### ACTIVITY
All of the entries must be reproduced exactly, with no images carried over.

=== Begin Enclosure ===

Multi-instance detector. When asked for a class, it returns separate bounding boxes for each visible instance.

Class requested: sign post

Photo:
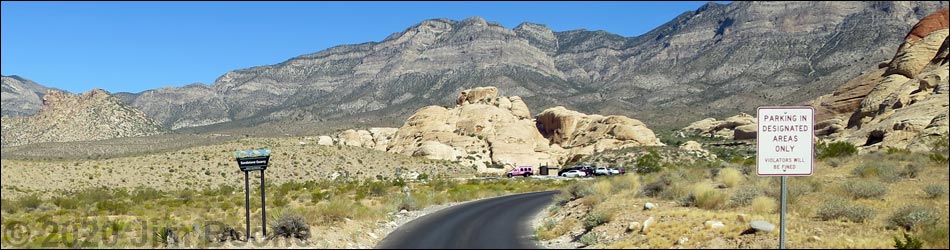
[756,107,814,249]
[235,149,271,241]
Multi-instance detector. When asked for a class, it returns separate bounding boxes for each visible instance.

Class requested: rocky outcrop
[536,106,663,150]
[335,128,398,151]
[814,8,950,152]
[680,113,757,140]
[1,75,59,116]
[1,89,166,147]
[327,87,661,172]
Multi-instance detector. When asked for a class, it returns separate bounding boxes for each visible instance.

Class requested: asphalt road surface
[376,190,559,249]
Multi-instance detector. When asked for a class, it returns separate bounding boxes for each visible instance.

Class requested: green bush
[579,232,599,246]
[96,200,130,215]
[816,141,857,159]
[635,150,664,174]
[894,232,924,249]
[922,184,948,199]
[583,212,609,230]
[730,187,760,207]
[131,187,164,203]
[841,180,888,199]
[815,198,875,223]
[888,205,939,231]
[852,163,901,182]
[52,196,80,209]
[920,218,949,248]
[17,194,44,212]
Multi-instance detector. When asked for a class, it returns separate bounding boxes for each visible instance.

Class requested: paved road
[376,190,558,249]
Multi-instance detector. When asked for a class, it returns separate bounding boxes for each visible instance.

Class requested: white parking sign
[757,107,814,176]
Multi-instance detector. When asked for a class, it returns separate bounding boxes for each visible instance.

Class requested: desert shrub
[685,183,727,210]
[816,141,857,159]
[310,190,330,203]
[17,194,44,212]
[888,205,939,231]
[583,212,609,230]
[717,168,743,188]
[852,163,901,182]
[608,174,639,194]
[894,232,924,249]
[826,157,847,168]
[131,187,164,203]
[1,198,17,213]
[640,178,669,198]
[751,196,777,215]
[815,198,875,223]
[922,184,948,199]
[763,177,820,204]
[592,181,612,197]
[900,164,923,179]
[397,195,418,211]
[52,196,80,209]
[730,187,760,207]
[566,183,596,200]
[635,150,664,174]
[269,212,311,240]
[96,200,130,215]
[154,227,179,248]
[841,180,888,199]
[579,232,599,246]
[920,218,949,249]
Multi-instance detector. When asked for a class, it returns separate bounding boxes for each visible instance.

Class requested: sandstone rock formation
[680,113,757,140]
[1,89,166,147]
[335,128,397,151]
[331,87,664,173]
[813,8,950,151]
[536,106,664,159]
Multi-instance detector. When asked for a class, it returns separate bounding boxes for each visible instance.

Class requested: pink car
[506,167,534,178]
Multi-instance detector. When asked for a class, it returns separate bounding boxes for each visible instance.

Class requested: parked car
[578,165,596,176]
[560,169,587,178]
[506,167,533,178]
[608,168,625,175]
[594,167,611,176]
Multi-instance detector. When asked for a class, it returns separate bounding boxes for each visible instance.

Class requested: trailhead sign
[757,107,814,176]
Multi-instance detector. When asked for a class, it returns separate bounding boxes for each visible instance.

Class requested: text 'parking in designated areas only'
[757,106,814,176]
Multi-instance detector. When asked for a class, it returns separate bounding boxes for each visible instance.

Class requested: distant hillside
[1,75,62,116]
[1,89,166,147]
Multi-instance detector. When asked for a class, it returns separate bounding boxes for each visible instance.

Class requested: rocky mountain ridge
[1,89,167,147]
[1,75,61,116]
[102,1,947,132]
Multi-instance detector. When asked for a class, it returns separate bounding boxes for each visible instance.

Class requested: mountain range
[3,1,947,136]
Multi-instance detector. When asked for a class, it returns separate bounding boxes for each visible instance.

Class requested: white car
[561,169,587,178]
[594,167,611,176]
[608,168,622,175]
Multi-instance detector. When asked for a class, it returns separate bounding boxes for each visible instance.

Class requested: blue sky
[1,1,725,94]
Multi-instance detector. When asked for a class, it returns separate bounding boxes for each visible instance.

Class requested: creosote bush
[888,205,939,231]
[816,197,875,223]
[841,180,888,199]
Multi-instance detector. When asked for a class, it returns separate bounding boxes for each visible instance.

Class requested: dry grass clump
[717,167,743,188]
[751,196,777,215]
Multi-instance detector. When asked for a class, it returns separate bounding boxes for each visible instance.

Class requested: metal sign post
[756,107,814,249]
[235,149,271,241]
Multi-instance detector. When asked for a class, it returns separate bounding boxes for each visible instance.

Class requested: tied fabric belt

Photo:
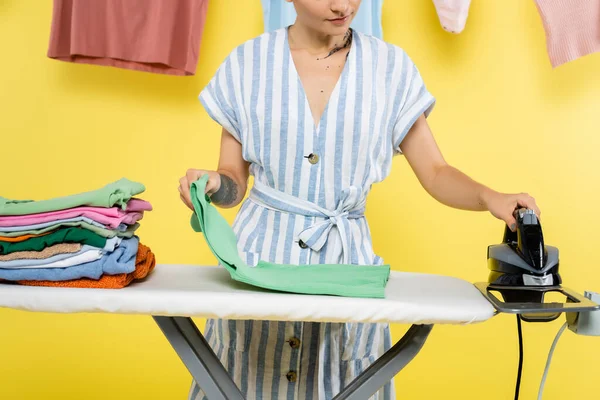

=== End Enclosure ===

### ANSWER TO THE PROBLEM
Multi-instance detector. When asked for a class, it returns separate bounding boxes for each visible instance.

Class requested: sign post

Photo:
[756,107,814,249]
[235,149,271,241]
Multi-instance detector. When asked for a class, it returns separate bounding boxes for each visible instance.

Class requested: rocky outcrop
[536,106,663,150]
[335,128,398,151]
[814,8,950,152]
[680,113,757,140]
[1,75,59,116]
[1,89,166,147]
[327,87,661,172]
Multi-instance detector. When asked for a class, it returns separate bounding boxes for each visible instance.

Class requested: asphalt road surface
[376,190,559,249]
Multi-instance detector. When asked for a class, it returns separate bounding boxes for each visible instance.

Class requested: green bush
[579,232,599,246]
[96,200,130,215]
[816,141,857,159]
[635,150,664,174]
[894,232,924,249]
[922,184,948,199]
[583,212,609,230]
[730,187,760,207]
[131,187,164,203]
[841,180,888,199]
[815,198,875,223]
[888,205,939,231]
[852,163,901,182]
[52,196,80,209]
[920,218,949,248]
[17,194,44,212]
Multi-instance detector. When asked for a class, it returns separate bounding boxes for each visible instance.

Class requested: paved road
[376,190,558,249]
Multi-instance detector. When asked for a class, it returns separate bounding boxes for each visible instance.

Class requested: white parking sign
[757,107,814,176]
Multi-instance detector. When asked for a class, it returns separate bounding boxes for each visible instance.

Class requested: desert shrub
[685,183,727,210]
[816,141,857,159]
[310,190,330,203]
[17,194,44,212]
[888,205,939,231]
[583,212,609,230]
[717,168,743,188]
[852,163,901,182]
[608,174,639,194]
[894,232,924,249]
[826,157,847,168]
[131,187,164,203]
[1,198,17,213]
[640,178,669,198]
[751,196,777,215]
[815,198,875,223]
[922,184,948,199]
[763,177,820,204]
[592,181,612,197]
[900,164,923,179]
[397,195,418,211]
[52,196,80,209]
[730,187,760,207]
[566,183,596,200]
[635,150,664,174]
[269,212,311,240]
[96,200,130,215]
[154,227,179,248]
[841,180,888,199]
[579,232,599,246]
[920,218,949,249]
Multi-instance detector. When asked for a class, it returns separate bounding boxes for each visible instance.

Class requested: sandstone rock formation
[680,113,757,140]
[1,89,166,147]
[335,128,397,151]
[331,87,664,173]
[813,8,950,151]
[536,106,664,159]
Multi-instance detector. When asked for a class, it returns separate bounding boxes for each visible instance.

Class requested: pink car
[506,167,534,178]
Multi-instance detector. When asked for a class, it returns separate bounding boxes for each visible instance.

Class requested: parked car
[578,165,596,176]
[560,169,587,178]
[506,167,533,178]
[608,168,625,175]
[594,167,611,176]
Multi-instance detector. When asked for a class, it returns separate bounding boxes for each visible instance.

Class requested: trailhead sign
[757,107,814,176]
Multi-instance detector. When asked for a class, it returns separate bounding boxes for each visible instance.

Class requested: text 'parking in designated areas only'
[757,106,814,176]
Multi-instance detector. When asked for a class, it returns separate bounding boxes for each visible instance.

Class requested: distant hillside
[1,75,62,116]
[1,89,166,147]
Multi-instance detector. When asked for a class, it returns separate bounding boxes for each visible instance.

Class requested: rocky mountain ridge
[1,89,167,147]
[1,75,61,116]
[102,1,947,132]
Multi-instance detector. When asked for a class, it returns separate bounding boxes for each visible instance.

Class requested: mountain range
[3,1,947,136]
Multi-instance detector. When asked for a class, it returns separate bounding boxes for each visible instance.

Class requested: white car
[561,169,587,178]
[594,167,611,176]
[608,168,622,175]
Multi-instance detector. When asked for a class, it returns separate bounding boxes for each visible instance.

Class requested: blue sky
[1,1,725,94]
Multi-instance detector. When asked for a class, it returns separate bounding boxes for each visible instance.

Class requested: creosote bush
[888,205,939,231]
[816,197,875,223]
[841,180,888,199]
Multi-instance detector. When asked for a class, it returns separate bounding boxes for each visible instance.

Class requested: dry grass clump
[717,167,743,188]
[751,196,777,215]
Multi-instance detector. When asked for a class, it returns separate bounding boxes for each visible instance.

Class requested: metal sign post
[756,107,814,249]
[235,149,271,241]
Multi-instance detector. When asked for a class, it returns separate bounding boxes for each visible instance.

Class requested: tied fabric belt

Photo:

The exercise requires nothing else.